I am looking at my bubble bath nails, homegrown, their smooth surfaces like milk glass in the sun streaming through the car windows.
Why isn’t this working? I think.
It never works, I remind myself, sitting back in my chair, my mind beginning to whir like the fan in an overheated laptop.
That was last Christmas, on a trip out to the coast. We stayed in a house by the sea. There was a hot tub, we could hear the ocean from the porch. We drove into town and wondered around sleepy little thrift stores. The sun was out, the dogs were galloping across the beach.
And I was looking at my nails, which I had painted before we left, because I knew that I was prone to feeling inadequate. Prone to wishing I was more put together, more expertly styled, more effortlessly at ease with myself and my oversized sweaters and my perfect, understated manicure.

Jobs>
**A.** Summarize the essay excerpt in two sentences.
**B.** Answer these questions from the essay excerpt:
(i) When did the trip out to the coast take place?
(ii) What could be heard from the porch?
(iii) When were the nails painted?
**C.** Repeat the essay excerpt word for word, starting at "It never works, I" and ending at "across the beach.".

Stored rows>

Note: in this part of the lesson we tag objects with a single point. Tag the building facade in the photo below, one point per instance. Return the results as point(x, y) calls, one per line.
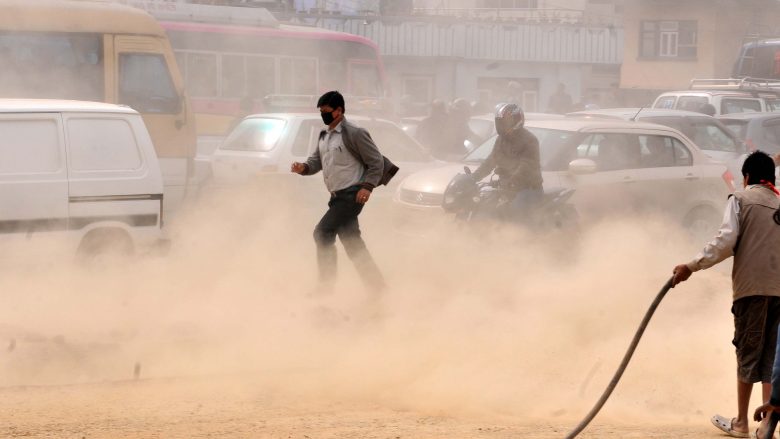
point(670, 42)
point(448, 49)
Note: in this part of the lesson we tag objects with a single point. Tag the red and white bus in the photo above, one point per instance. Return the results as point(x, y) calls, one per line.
point(230, 70)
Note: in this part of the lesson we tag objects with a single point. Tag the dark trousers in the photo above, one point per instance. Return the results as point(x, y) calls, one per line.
point(342, 219)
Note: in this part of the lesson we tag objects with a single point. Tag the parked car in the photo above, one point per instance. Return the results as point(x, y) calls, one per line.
point(264, 145)
point(710, 135)
point(615, 166)
point(757, 130)
point(85, 173)
point(724, 101)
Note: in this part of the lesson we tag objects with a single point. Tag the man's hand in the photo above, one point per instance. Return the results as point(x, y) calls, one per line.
point(764, 411)
point(681, 274)
point(298, 168)
point(363, 196)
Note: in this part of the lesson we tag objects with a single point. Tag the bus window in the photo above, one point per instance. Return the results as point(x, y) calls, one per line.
point(298, 76)
point(666, 102)
point(52, 66)
point(773, 105)
point(261, 76)
point(365, 79)
point(233, 76)
point(145, 84)
point(332, 74)
point(202, 74)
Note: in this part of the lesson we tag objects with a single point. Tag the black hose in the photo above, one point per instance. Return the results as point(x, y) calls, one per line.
point(626, 358)
point(770, 432)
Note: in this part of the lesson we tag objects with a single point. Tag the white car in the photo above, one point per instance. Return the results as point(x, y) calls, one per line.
point(83, 173)
point(264, 145)
point(615, 167)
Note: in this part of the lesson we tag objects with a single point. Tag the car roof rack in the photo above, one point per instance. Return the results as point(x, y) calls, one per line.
point(179, 10)
point(754, 86)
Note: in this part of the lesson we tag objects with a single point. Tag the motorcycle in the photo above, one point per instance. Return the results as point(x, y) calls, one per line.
point(472, 201)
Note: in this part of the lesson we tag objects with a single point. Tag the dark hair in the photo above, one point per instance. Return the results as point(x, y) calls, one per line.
point(333, 99)
point(759, 166)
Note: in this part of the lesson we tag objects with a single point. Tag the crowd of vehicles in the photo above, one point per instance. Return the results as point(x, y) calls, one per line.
point(249, 92)
point(616, 167)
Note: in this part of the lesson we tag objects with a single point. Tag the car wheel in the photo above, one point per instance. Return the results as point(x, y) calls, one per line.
point(702, 223)
point(104, 247)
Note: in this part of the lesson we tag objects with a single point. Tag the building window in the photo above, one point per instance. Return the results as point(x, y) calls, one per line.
point(419, 89)
point(668, 39)
point(510, 4)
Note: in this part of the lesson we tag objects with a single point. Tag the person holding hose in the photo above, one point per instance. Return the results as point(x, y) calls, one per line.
point(751, 234)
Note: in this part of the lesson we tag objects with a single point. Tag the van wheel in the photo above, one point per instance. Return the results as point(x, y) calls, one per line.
point(104, 246)
point(701, 224)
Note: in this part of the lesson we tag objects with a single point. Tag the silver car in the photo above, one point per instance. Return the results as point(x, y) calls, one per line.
point(615, 166)
point(708, 133)
point(264, 145)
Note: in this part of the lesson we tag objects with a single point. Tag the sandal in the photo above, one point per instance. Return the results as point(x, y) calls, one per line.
point(725, 425)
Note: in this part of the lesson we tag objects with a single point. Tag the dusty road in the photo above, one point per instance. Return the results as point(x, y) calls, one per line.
point(474, 339)
point(202, 408)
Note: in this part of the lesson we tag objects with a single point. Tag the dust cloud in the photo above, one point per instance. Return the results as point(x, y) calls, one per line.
point(478, 324)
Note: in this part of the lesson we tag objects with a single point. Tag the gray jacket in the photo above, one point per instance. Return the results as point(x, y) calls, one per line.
point(358, 141)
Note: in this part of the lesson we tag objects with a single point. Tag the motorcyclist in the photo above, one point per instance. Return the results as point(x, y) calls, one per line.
point(515, 159)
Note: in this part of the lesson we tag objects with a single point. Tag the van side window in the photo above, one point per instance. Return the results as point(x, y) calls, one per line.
point(145, 84)
point(102, 145)
point(728, 106)
point(307, 138)
point(666, 102)
point(29, 146)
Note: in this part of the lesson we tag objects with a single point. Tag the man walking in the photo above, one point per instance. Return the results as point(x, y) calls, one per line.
point(751, 233)
point(352, 167)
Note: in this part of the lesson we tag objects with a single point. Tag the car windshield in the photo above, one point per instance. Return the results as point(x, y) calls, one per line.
point(738, 127)
point(395, 142)
point(705, 132)
point(255, 134)
point(550, 142)
point(728, 106)
point(710, 136)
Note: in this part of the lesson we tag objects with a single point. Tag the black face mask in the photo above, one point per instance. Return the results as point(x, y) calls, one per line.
point(327, 118)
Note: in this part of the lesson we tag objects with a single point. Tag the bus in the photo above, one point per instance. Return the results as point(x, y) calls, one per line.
point(233, 69)
point(759, 59)
point(104, 52)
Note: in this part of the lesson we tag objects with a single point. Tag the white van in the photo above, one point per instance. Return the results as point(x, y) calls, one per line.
point(82, 172)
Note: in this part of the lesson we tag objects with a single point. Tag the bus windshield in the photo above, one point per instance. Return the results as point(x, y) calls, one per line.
point(52, 66)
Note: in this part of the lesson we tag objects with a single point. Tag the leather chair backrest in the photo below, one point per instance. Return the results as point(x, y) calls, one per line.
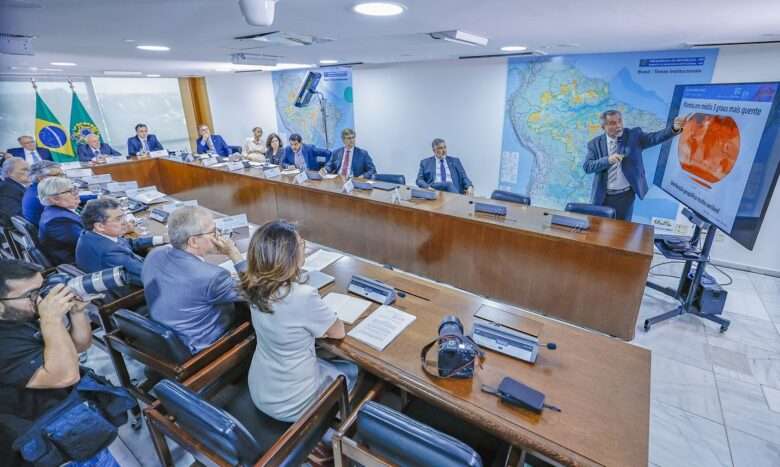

Solutions>
**A.** Last Christmas, on a trip to the coast, the narrator stayed in a house by the sea with a hot tub, wandered around sleepy thrift stores in town, and watched dogs gallop across the beach in the sun. Throughout, the narrator kept looking at nails painted before the trip and wondering why it wasn't working, because of a tendency to feel inadequate and to wish for being more put together, better styled, and more at ease.

**B.**
(i) Last Christmas.
(ii) The ocean.
(iii) Before they left for the trip.

**C.**
It never works, I remind myself, sitting back in my chair, my mind beginning to whir like the fan in an overheated laptop.
That was last Christmas, on a trip out to the coast. We stayed in a house by the sea. There was a hot tub, we could hear the ocean from the porch. We drove into town and wondered around sleepy little thrift stores. The sun was out, the dogs were galloping across the beach.